EXERCISE PROMPT>
Print the listing below in its entirety, character for character.

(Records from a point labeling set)
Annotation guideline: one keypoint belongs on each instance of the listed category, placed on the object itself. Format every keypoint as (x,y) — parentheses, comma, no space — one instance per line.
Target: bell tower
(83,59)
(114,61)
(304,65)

COMPLETE ANSWER>
Annotation guideline: one keypoint belongs on each instance of the listed category, placed on the object itself. Format every keypoint as (x,y) — parentheses, comma, no space — one instance per line.
Target: bell tower
(83,59)
(114,61)
(304,65)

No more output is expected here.